◆ **What you have to do**
Substitute "grateful" for every occurrence of "much obliged" throughout the records below and reproduce them with nothing else changed. Leave the pictures out of your answer.

◆ **Data for the task**
########################################

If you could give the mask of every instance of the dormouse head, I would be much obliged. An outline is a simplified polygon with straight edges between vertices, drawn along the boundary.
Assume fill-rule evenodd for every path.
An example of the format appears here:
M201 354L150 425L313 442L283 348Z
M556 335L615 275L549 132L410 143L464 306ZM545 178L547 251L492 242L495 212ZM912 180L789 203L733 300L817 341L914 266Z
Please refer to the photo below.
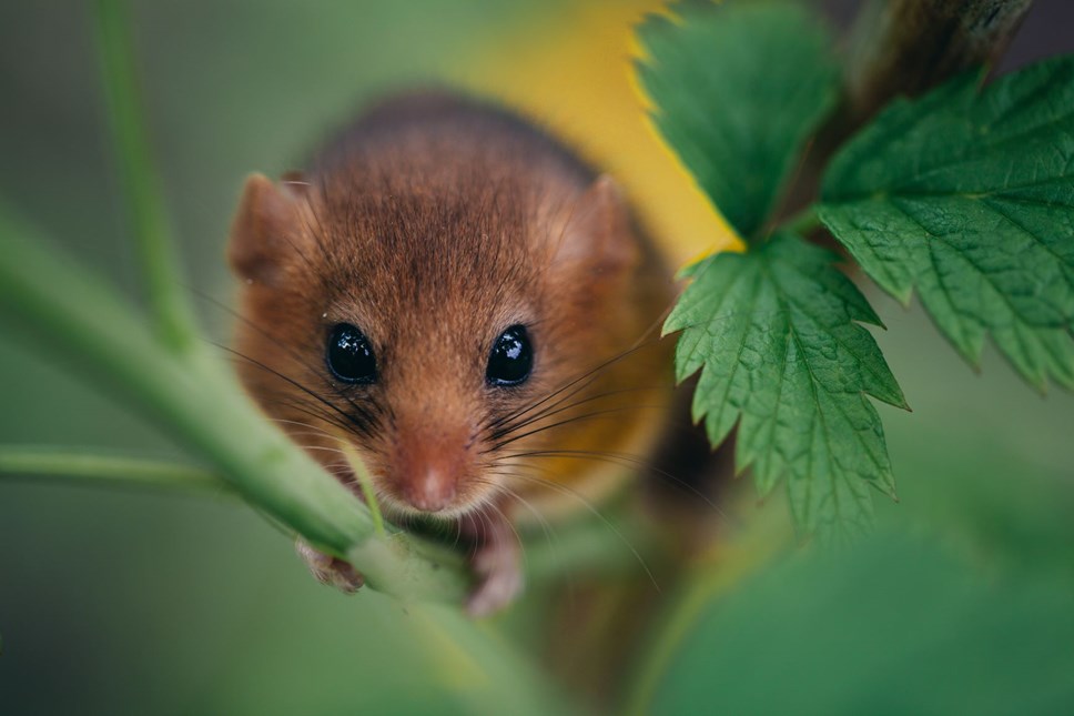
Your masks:
M353 448L383 505L456 517L563 482L550 458L630 433L642 417L615 389L657 379L616 356L662 306L639 290L610 179L412 149L247 180L229 249L236 352L251 393L330 471L352 481Z

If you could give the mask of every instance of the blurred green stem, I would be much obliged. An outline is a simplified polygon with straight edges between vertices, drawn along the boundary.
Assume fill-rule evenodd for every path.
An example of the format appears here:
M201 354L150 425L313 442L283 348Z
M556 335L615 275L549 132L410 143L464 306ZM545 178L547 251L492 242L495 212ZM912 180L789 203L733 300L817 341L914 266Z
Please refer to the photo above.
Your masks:
M0 445L0 478L73 478L103 486L144 486L202 494L233 494L217 475L195 467L63 447Z
M160 177L141 121L132 44L125 3L98 0L97 48L130 231L156 331L165 345L184 353L199 347L197 329L180 281Z
M2 205L0 245L0 309L57 355L99 377L247 502L317 547L345 557L373 536L365 505L267 422L204 351L176 355L162 345L110 286L53 256L49 242ZM414 591L462 601L468 582L458 561L445 564L405 534L392 539L406 544L399 558L407 579L397 582L399 569L382 562L355 563L369 586L402 598Z

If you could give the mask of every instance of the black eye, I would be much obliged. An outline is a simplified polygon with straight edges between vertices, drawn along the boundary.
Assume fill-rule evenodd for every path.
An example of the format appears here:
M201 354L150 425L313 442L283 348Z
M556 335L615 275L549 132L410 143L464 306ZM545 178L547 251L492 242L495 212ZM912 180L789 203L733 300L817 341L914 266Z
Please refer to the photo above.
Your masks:
M325 352L328 370L347 383L373 383L376 381L376 359L373 346L358 329L341 323L332 329Z
M513 325L493 343L485 381L489 385L518 385L529 377L533 367L534 349L529 345L526 326Z

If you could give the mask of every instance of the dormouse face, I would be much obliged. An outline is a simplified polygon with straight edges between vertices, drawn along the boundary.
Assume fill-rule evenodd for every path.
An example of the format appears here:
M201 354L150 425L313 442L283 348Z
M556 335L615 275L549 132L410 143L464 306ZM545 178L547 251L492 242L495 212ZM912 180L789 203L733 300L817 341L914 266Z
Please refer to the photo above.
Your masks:
M660 381L612 360L662 305L637 305L636 239L607 179L255 175L230 259L247 389L345 482L356 451L395 514L556 488L565 455L612 450L642 420L616 389Z

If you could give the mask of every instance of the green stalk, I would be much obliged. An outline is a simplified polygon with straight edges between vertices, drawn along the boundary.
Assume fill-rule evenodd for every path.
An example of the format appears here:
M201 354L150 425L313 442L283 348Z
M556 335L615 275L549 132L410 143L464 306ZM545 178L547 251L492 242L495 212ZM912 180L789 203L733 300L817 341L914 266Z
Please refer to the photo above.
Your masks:
M0 445L0 477L62 478L105 487L149 487L232 495L217 475L154 460L82 453L65 447Z
M179 254L141 119L129 26L124 3L98 1L97 47L101 79L120 184L130 213L131 234L158 334L165 345L186 352L197 349L197 330L180 281Z
M176 356L109 286L53 256L49 242L0 205L0 312L100 379L220 471L250 503L337 556L374 534L369 511L267 422L237 382L201 351ZM378 591L458 604L467 579L408 535L407 564L355 562ZM432 555L426 557L426 554ZM448 568L443 568L448 567ZM406 579L398 575L406 574Z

########################################

◆ **Output for this exercise**
If you could give the mask of every instance of the dormouse head, I would be grateful. An outline is a simplified polygon with straight edges between vertices, drawn along the boundary.
Assume fill-rule evenodd for every path.
An example of the format appears here:
M201 354L150 425L313 442L283 348Z
M556 335L615 275L549 132L410 143L464 306ZM545 178L547 251L492 242L495 212ZM912 180L789 203L733 300L817 341L914 266Z
Please refer to the photo below.
Your masks:
M353 448L383 505L456 517L563 482L550 458L630 433L642 417L615 389L657 379L616 356L662 306L639 290L610 179L412 149L247 180L229 249L236 352L251 393L330 471L352 481Z

If you could give the mask of every instance of the blurred green stem, I would be grateful. An outline is a simplified polygon with straight edges between vertices, drawn along the boundary.
Assume fill-rule evenodd for every path.
An example of the format appears here:
M201 354L150 425L313 442L283 348Z
M556 335L615 275L549 132L410 143L464 306ZM545 178L547 251L492 242L495 212ZM912 180L789 203L733 300L817 341L914 266Z
Please refer to the photo above.
Your masks:
M0 445L0 478L73 478L103 486L144 486L202 494L233 494L217 475L195 467L63 447Z
M160 177L141 121L132 44L125 3L98 0L97 48L130 231L156 331L165 345L184 353L199 347L197 329L180 281Z
M2 205L0 245L0 309L57 355L99 377L247 502L317 547L345 557L373 536L365 505L267 422L204 351L176 355L162 345L110 286L53 256L49 242ZM414 591L462 601L468 582L458 561L445 564L405 534L392 539L406 544L399 558L407 579L397 582L399 569L382 562L355 563L369 586L402 598Z

If you could give the mask of every instance of the black eye, I would be grateful. An outline is a simplified polygon with straight edges between vertices, drawn along the boundary.
Assume fill-rule evenodd for every path.
An example of the format appears here:
M201 354L150 425L313 442L283 348Z
M556 335L615 275L549 132L410 143L464 306ZM545 178L547 251L492 242L495 212ZM912 180L789 203L733 300L817 341L914 266Z
Please refer to the photo above.
Your masks:
M325 352L328 370L347 383L373 383L376 381L376 359L373 346L358 329L341 323L332 329Z
M513 325L493 343L485 381L489 385L518 385L529 377L533 367L534 349L529 345L526 326Z

If you could give the mask of every instance of the dormouse face, I would be grateful. An outline is a simplified polygon with straight edges between vertices, drawn along the boundary.
Assume fill-rule evenodd for every path.
An example of the format appears here:
M201 354L150 425L313 442L283 348Z
M556 335L615 275L549 132L410 143L464 306ZM545 178L547 251L492 242L495 212ZM912 180L789 203L733 300L817 341L914 266Z
Please refer to the photo above.
Your masks:
M660 381L612 360L662 305L637 305L636 239L607 179L255 175L230 259L247 389L345 482L356 451L395 514L556 488L565 455L612 450L642 420L616 389Z

If you could give the mask of every instance of the green stalk, I would be grateful. An outline is a simplified polygon with straight edges between vertices, drawn along the boundary.
Assume fill-rule evenodd for every path.
An example of the format appears here:
M201 354L150 425L313 442L283 348Z
M556 335L615 275L549 132L410 143L464 306ZM545 178L547 251L492 242L495 212ZM912 180L789 203L733 300L817 341L914 266Z
Please refer to the photo above.
Your masks:
M0 445L0 477L62 478L105 487L149 487L232 495L217 475L154 460L82 453L65 447Z
M179 254L141 119L129 26L124 3L98 1L97 47L101 79L120 184L130 213L131 234L158 334L165 345L186 352L197 349L197 330L180 281Z
M176 356L109 286L53 256L49 242L0 205L0 312L100 379L220 471L250 503L337 556L374 534L369 511L267 422L237 382L201 351ZM378 591L458 604L467 579L408 535L407 564L355 562ZM432 555L426 557L426 554ZM448 568L443 568L448 567ZM406 579L398 575L406 574Z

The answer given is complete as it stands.